Given text:
= Beginning of Section =
1. Field of the Invention
This application relates to an electrically alterable and non-volatile semiconductor memory device or an electrically writable and erasable non-volatile semiconductor memory device.
2. Description of Related Art
Document 1: "SINGLE TRANSISTOR ELECTRICALLY PROGRAMMABLE MEMORY DEVICE AND METHOD", U.S. Pat. No. 4,698,787 (Oct. 6, 1987).
Document 2: "FLASH EEPROM ARRAY WITH NEGATIVE GATE VOLTAGE ERASE OPERATION", U.S. Pat. No. 5,077,691 (Dec. 31, 1991).
Document 3: "PRESENT STATE AND FUTURE VIEW OF FLASH MEMORY", ICD91-134, 1991.
= End of Section =
Tasks to complete:
1 > Please reproduce the memory device text from "2. Description of" up to and including "(Dec. 31, 1991).".
2 > List the titles of all the documents cited in the memory device text.
3 > Extend the memory device text, starting after its last sentence.
The lines after this point are separate material, unrelated to the memory device text.

Listed records:
= Beginning of Section =
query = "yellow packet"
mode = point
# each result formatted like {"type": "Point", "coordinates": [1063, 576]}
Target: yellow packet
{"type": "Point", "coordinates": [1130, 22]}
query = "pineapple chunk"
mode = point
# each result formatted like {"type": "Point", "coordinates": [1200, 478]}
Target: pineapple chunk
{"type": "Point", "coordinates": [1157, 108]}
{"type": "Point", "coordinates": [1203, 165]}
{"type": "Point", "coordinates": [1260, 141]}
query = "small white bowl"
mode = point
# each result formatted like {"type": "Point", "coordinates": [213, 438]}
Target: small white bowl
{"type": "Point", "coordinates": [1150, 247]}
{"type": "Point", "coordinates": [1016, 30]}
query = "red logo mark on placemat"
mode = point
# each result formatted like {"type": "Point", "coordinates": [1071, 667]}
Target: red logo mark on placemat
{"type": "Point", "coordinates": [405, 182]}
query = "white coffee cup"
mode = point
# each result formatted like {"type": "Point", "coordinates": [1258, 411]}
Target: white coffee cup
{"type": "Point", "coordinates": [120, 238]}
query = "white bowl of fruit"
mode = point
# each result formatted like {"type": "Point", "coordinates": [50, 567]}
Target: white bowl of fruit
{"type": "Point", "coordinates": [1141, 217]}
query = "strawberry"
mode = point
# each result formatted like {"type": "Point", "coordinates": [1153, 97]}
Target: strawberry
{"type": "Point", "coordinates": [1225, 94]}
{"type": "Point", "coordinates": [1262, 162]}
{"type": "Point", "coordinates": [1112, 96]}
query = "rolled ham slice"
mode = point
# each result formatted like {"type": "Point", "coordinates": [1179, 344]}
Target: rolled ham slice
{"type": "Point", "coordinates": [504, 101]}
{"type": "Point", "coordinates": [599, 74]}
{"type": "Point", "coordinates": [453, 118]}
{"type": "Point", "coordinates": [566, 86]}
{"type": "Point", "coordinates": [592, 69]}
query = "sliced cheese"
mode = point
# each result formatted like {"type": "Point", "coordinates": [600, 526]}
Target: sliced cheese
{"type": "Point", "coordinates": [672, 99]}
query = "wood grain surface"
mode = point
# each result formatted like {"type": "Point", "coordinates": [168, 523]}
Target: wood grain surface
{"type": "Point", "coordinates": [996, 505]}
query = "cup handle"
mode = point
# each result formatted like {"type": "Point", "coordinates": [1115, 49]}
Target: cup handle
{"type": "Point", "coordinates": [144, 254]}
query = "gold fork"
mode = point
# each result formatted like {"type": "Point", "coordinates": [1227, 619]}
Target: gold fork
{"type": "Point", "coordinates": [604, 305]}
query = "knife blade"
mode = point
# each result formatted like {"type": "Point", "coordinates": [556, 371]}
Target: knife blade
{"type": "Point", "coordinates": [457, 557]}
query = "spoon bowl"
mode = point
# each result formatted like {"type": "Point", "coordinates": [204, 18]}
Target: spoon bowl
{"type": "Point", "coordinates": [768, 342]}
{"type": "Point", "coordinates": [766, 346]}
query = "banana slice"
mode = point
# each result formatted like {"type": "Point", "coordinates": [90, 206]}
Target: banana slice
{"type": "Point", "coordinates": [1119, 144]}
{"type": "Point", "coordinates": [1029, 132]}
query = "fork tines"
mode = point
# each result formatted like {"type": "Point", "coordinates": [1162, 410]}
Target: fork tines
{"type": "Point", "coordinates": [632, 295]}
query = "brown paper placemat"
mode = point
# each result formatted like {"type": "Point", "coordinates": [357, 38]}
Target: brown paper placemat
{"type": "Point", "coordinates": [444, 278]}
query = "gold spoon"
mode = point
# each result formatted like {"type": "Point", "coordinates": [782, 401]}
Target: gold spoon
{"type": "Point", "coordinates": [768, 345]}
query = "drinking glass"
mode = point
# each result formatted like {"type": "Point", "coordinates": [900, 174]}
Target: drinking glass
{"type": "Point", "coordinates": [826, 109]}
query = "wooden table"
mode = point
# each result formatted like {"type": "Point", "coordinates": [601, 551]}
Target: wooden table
= End of Section =
Exercise responses:
1 >
2. Description of Related Art
Document 1: "SINGLE TRANSISTOR ELECTRICALLY PROGRAMMABLE MEMORY DEVICE AND METHOD", U.S. Pat. No. 4,698,787 (Oct. 6, 1987).
Document 2: "FLASH EEPROM ARRAY WITH NEGATIVE GATE VOLTAGE ERASE OPERATION", U.S. Pat. No. 5,077,691 (Dec. 31, 1991).

2 >
SINGLE TRANSISTOR ELECTRICALLY PROGRAMMABLE MEMORY DEVICE AND METHOD
FLASH EEPROM ARRAY WITH NEGATIVE GATE VOLTAGE ERASE OPERATION
PRESENT STATE AND FUTURE VIEW OF FLASH MEMORY

3 >
As non-volatile semiconductor memory devices, there are an ultraviolet erasable EPROM (Erasable and Programmable Read Only Memory) and an electrically writable and erasable (hereinafter referred to as "electrically alterable") EEPROM (Electrically Erasable and Programmable Read Only Memory). Further, recently an electrically erasable flash EEPROM is developed. Data stored in memory cells of the EPROM can be erased only by ultraviolet rays and cannot be erased electrically. Accordingly, the EPROM requires a package with a transparent window. Further, it is inconvenient to alter the stored data in the EPROM after mounting the EPROM on a board of a system since the EPROM must be removed from the board once. The EEPROM can be electrically altered in a system, but the EEPROM has memory cells which require a transistor or a channel area for selective isolation and accordingly the area of each memory cell is about two times larger than that of the EPROM. In order to solve the problem, a flash type EEPROM capable of electrically erasing and having a memory cell area which is the same as that of the EPROM has been developed.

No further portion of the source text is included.